Copy each of the entries below word for word, without changing anything.

◇ ◇ ◇ ◇

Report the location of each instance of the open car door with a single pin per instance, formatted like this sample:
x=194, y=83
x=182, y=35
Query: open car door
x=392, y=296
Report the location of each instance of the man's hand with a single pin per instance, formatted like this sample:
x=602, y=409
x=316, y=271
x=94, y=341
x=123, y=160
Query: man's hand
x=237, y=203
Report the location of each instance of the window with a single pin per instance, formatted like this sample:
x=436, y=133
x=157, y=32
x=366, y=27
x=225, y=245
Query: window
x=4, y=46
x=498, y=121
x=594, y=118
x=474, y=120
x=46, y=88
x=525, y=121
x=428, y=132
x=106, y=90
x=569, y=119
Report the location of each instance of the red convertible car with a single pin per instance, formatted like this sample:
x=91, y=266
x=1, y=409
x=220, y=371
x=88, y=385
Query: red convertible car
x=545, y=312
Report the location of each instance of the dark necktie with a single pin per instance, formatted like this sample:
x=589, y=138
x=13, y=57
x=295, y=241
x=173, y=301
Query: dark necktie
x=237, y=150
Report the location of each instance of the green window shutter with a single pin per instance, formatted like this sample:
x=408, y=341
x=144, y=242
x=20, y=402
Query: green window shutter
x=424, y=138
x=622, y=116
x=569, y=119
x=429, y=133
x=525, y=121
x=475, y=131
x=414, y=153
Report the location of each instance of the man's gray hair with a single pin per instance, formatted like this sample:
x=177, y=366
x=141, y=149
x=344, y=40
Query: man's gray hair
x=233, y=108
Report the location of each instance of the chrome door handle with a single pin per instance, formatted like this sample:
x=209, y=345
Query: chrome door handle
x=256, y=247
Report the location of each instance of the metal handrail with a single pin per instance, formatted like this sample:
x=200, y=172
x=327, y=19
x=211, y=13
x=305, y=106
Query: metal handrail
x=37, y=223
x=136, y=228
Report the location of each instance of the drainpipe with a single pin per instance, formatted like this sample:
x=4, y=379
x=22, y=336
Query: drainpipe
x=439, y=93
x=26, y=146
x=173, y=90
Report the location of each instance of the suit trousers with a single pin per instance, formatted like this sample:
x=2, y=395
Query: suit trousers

◇ ◇ ◇ ◇

#### Result below:
Report the location of each instance of the open car door with a single pin per instance, formatted like this sample:
x=194, y=83
x=182, y=35
Query: open car door
x=392, y=296
Report the location of each instance of the man's hand with a single pin per instance, formatted like this sample:
x=602, y=409
x=316, y=271
x=94, y=341
x=123, y=160
Query: man's hand
x=237, y=203
Report the location of each instance of the window with a single pin per instance, formatted like this sample:
x=436, y=133
x=157, y=32
x=366, y=27
x=225, y=245
Query: window
x=4, y=46
x=498, y=121
x=594, y=118
x=474, y=120
x=46, y=88
x=525, y=121
x=428, y=132
x=106, y=90
x=569, y=119
Report the location of each instance of the red convertible car with a single pin per instance, formatted like this sample:
x=91, y=266
x=1, y=409
x=220, y=371
x=88, y=385
Query: red convertible car
x=545, y=312
Report the location of each instance of the dark necktie with a single pin per instance, formatted like this sample:
x=589, y=138
x=13, y=57
x=295, y=241
x=173, y=301
Query: dark necktie
x=237, y=150
Report the location of each instance of the green window shutter with a single pin per instance, formatted like this sample:
x=408, y=341
x=144, y=242
x=20, y=402
Query: green window shutter
x=424, y=138
x=622, y=116
x=569, y=119
x=429, y=133
x=525, y=121
x=475, y=131
x=414, y=153
Report the location of each instance of the man's gray hair with a single pin per instance, formatted like this sample:
x=177, y=366
x=141, y=149
x=344, y=40
Query: man's gray hair
x=233, y=108
Report the location of each instance of the chrome door handle with a single pin per instance, formatted like this sample:
x=209, y=345
Query: chrome door handle
x=256, y=247
Report the location of each instance of the metal handrail with a single pin per instance, formatted like this sample:
x=200, y=172
x=327, y=19
x=211, y=13
x=305, y=106
Query: metal handrail
x=37, y=223
x=136, y=228
Report the location of each instance of the drainpipe with a single pin per instance, formatted like this sample:
x=4, y=379
x=22, y=336
Query: drainpipe
x=439, y=93
x=26, y=146
x=173, y=90
Report the location of each instance of the suit trousers with a single pin per instance, formatted like this sample:
x=2, y=395
Query: suit trousers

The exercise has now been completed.